[Natural language region descriptions]
#####

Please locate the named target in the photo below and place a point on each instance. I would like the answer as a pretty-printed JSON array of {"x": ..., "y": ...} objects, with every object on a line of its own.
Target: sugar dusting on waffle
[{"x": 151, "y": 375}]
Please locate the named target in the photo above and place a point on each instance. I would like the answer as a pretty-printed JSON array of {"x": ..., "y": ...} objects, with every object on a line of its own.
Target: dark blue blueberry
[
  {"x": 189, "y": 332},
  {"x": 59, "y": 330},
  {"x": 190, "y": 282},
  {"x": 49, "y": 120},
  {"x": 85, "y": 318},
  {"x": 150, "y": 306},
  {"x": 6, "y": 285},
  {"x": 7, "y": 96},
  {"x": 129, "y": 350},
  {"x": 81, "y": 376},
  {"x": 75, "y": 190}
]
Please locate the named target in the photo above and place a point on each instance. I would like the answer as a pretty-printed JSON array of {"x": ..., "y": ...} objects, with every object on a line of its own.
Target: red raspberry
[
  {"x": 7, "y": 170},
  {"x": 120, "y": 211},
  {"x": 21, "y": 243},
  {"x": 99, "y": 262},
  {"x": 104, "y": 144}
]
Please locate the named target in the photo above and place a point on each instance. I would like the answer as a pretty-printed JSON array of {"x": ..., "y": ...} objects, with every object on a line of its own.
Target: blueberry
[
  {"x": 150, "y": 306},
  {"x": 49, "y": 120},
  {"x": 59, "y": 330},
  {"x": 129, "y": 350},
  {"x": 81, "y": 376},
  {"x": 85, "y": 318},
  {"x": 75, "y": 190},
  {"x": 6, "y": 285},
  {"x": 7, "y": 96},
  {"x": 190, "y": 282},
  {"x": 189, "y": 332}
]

#####

■ **What you should do**: From the first line to the last, return the data exactly.

■ **Response box**:
Please locate the named target in the photo below and place a point on each instance. I would like the answer as a pretty-printed JSON array of {"x": ..., "y": ...} objects, with every object on a line of its own.
Target: sugar dusting on waffle
[{"x": 151, "y": 375}]
Please locate the named target in the photo above and place a point on each instance. I would like the answer as a pretty-printed JSON array of {"x": ..., "y": ...} objects, with every object on a line of its own.
Target: dark blue blueberry
[
  {"x": 189, "y": 332},
  {"x": 59, "y": 330},
  {"x": 190, "y": 282},
  {"x": 49, "y": 120},
  {"x": 85, "y": 318},
  {"x": 150, "y": 306},
  {"x": 6, "y": 285},
  {"x": 7, "y": 96},
  {"x": 129, "y": 350},
  {"x": 81, "y": 376},
  {"x": 75, "y": 190}
]
Please locate the named target in the photo above and place a point on each instance. I would like the answer as a pretty-printed JSON array of {"x": ..., "y": ...} objects, with every object on a line of its own.
Target: red raspberry
[
  {"x": 7, "y": 170},
  {"x": 120, "y": 211},
  {"x": 21, "y": 243},
  {"x": 99, "y": 262},
  {"x": 104, "y": 144}
]
Please locate the named target in the photo above and place a point on each instance. I would like the answer as a pretty-printed JSON array of {"x": ..., "y": ...} objects, with every object on a line of its own.
Target: blueberry
[
  {"x": 150, "y": 306},
  {"x": 49, "y": 120},
  {"x": 59, "y": 330},
  {"x": 129, "y": 350},
  {"x": 81, "y": 376},
  {"x": 85, "y": 318},
  {"x": 75, "y": 190},
  {"x": 6, "y": 285},
  {"x": 7, "y": 96},
  {"x": 190, "y": 282},
  {"x": 189, "y": 332}
]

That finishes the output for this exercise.